* _About this exercise_: Retype the entries exactly; omit all pictures.

--- Records provided Enclosed Below ---

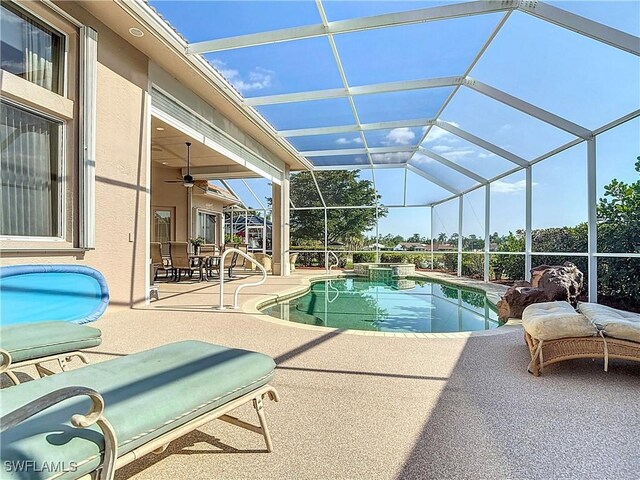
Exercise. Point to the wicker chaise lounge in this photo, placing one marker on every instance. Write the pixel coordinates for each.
(555, 332)
(137, 404)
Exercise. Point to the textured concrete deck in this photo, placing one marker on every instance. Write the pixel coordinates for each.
(373, 407)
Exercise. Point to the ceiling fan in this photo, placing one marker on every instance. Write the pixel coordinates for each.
(187, 180)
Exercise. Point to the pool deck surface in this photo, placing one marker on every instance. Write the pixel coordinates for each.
(357, 406)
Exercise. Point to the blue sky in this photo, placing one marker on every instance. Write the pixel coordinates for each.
(570, 75)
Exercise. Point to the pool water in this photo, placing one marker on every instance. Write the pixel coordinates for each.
(43, 297)
(398, 306)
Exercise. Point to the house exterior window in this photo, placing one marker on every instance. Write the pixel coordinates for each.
(163, 225)
(206, 226)
(31, 166)
(30, 50)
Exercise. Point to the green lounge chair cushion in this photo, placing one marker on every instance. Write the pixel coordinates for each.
(36, 340)
(146, 395)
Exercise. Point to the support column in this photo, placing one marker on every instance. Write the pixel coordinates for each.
(460, 217)
(528, 239)
(593, 220)
(280, 226)
(487, 231)
(433, 267)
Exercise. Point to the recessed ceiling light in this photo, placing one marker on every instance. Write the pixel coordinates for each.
(136, 32)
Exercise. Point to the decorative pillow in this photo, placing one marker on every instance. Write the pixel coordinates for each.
(615, 323)
(551, 320)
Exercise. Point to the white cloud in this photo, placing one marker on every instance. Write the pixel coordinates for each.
(421, 158)
(258, 78)
(399, 136)
(396, 157)
(441, 148)
(500, 186)
(437, 134)
(347, 141)
(458, 153)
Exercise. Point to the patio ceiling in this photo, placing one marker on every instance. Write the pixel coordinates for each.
(457, 94)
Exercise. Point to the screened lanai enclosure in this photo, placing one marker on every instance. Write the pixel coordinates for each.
(481, 138)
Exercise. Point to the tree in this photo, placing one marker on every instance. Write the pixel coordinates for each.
(415, 238)
(339, 188)
(619, 231)
(510, 265)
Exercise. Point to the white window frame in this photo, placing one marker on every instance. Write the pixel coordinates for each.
(62, 179)
(64, 67)
(207, 211)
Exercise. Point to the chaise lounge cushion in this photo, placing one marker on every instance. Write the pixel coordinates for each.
(551, 320)
(146, 395)
(615, 323)
(30, 341)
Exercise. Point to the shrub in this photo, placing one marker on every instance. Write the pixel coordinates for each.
(367, 257)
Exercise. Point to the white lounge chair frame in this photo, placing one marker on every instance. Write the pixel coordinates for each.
(112, 461)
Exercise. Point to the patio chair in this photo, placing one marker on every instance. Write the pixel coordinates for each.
(158, 262)
(137, 406)
(41, 307)
(230, 262)
(211, 250)
(180, 260)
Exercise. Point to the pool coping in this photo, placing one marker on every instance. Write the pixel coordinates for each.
(253, 307)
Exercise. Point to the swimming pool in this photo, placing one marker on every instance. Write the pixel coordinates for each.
(44, 293)
(403, 305)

--- End of Enclosed Records provided ---

* _Response to the task_:
Exercise. Point to the wicker chaise lounge in this photo, placing one marker on every instance. Write the pixel coordinates for each.
(555, 332)
(137, 404)
Exercise. Point to the textured concrete deck in this photo, placing one marker on every instance. Write the pixel coordinates for each.
(373, 407)
Exercise. Point to the ceiling fan in this photo, placing one marker on every instance. Write the pixel coordinates for each.
(187, 180)
Exercise. Point to the pool deck surface in this photo, placing one marker on every instance. Write the pixel coordinates for each.
(357, 406)
Exercise. Point to the blue sky in this photo, placing one marker on every instance. Write the pixel coordinates for each.
(570, 75)
Exercise. Point to the pool water in this photo, placing one marker on every instance. Write the pixel coordinates for each.
(43, 297)
(398, 306)
Exercise. Point to the house exterior window in this photo, placing one marker on every instance. Write the pixel coordinates for each.
(163, 225)
(206, 226)
(31, 166)
(30, 50)
Exercise. Point to the green lounge chair cushion in this photo, placing one marker on every instance. Write the pixel coordinates for each.
(36, 340)
(146, 395)
Exercise. Point to the support column in this photo, placing one marker on every instance. Write the pixel coordinates for each.
(460, 217)
(528, 239)
(593, 220)
(280, 226)
(487, 231)
(433, 267)
Exercise. Point to the recessed ceiling light in this photo, placing one marker on every instance. Write the pixel coordinates for each.
(136, 32)
Exercise. Point to the decorative pillow in this photo, placing one marker on every instance. Write the pixel coordinates for each.
(615, 323)
(551, 320)
Exercise. Point to the white cloud in this photo, placing one marker on every instance. Write the pixel coordinates for each.
(421, 158)
(258, 78)
(399, 136)
(396, 157)
(441, 148)
(500, 186)
(437, 134)
(347, 141)
(458, 153)
Exercise. Point to the patio ceiling in this photo, placing one marker on every instance. Write the pixel coordinates for each.
(457, 94)
Exercise. Point to the screened lanai enclosure in this photo, placing one marker on every instance. Write the pixel coordinates for each.
(481, 138)
Exercise. Point to the tree in this photo, placing one marker on every instance. Write the pixel coordinates for each.
(415, 238)
(339, 188)
(619, 231)
(510, 265)
Exercise. Point to the white window frame in this photo, placing one marker on every instance. Write the pixel coordinates for each.
(62, 179)
(64, 67)
(207, 211)
Exercise. Point to the chaise lounge cushion in this photo, placing one marker on every instance. Write the pixel coordinates for each.
(551, 320)
(146, 395)
(615, 323)
(30, 341)
Exercise. Point to the shrub in this photo, placing one marker on every instance. Write the pixel coordinates for each.
(367, 257)
Exercise. Point to the white lounge chair frame in this photo, placing one marker on every instance. Write the pixel coordinates for each.
(112, 461)
Exercise. Point to the patio chair in this photo, placing one marker on every instance. Write the pixel coordinates for each.
(158, 262)
(137, 406)
(41, 307)
(230, 262)
(211, 250)
(180, 260)
Exercise. Point to the pool coping in this photo, placing one marker on every instance. Write the pixel coordinates for each.
(253, 307)
Exercise. Point to the swimming pool in this photo, placing one marker on every instance. Write the pixel coordinates for each.
(44, 293)
(403, 305)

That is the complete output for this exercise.